### EXERCISE INSTRUCTIONS
Reproduce all lines of the items below, requests included, but omit the pictures. Scale every x and y coordinate in the answers by 1.05, round to whole numbers with halves going up, and leave the requests' wording unchanged.

──────── MATERIAL FOR THE TASK

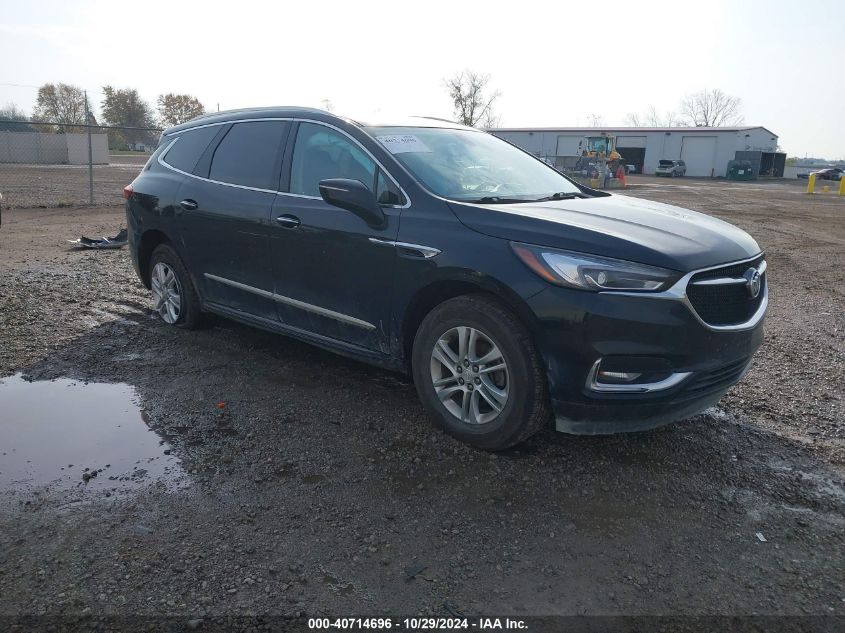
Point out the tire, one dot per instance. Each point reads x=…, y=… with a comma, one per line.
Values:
x=522, y=412
x=185, y=311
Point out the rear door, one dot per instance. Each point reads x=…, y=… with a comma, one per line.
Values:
x=333, y=272
x=225, y=216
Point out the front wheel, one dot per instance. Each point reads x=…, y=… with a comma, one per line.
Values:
x=478, y=373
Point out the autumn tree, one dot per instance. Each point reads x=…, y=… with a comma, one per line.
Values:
x=60, y=103
x=471, y=99
x=174, y=109
x=14, y=119
x=124, y=107
x=711, y=108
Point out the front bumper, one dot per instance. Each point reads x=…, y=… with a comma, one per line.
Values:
x=578, y=328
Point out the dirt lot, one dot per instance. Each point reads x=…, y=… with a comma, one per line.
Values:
x=319, y=487
x=26, y=186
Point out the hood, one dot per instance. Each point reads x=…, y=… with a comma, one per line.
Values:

────────────────

### ANSWER
Point out the tire, one dot per instance. Each point reads x=…, y=… with a comma, one per line.
Values:
x=548, y=433
x=194, y=327
Point out the rear door, one dot per instance. Each point reads x=…, y=… with a comma, one per line.
Values:
x=350, y=286
x=236, y=227
Point out the front wheel, one dot per instance. Each point reads x=…, y=… with a comma, one per line.
Values:
x=502, y=392
Point out the autumn tree, one dot per instance. Each point reads x=…, y=… with a comma, one per line.
Values:
x=63, y=108
x=495, y=104
x=183, y=114
x=15, y=125
x=130, y=112
x=747, y=113
Point out the front bumper, one dot per instance. Each point reads x=…, y=… with a comma, one per line.
Values:
x=607, y=344
Point out the dirt lot, one dot per instance. Each point reads x=…, y=… with a comma, one per line.
Values:
x=335, y=511
x=27, y=195
Point out the hood, one dot per instance. Each point reads x=…, y=… with a comma, one per line.
Values:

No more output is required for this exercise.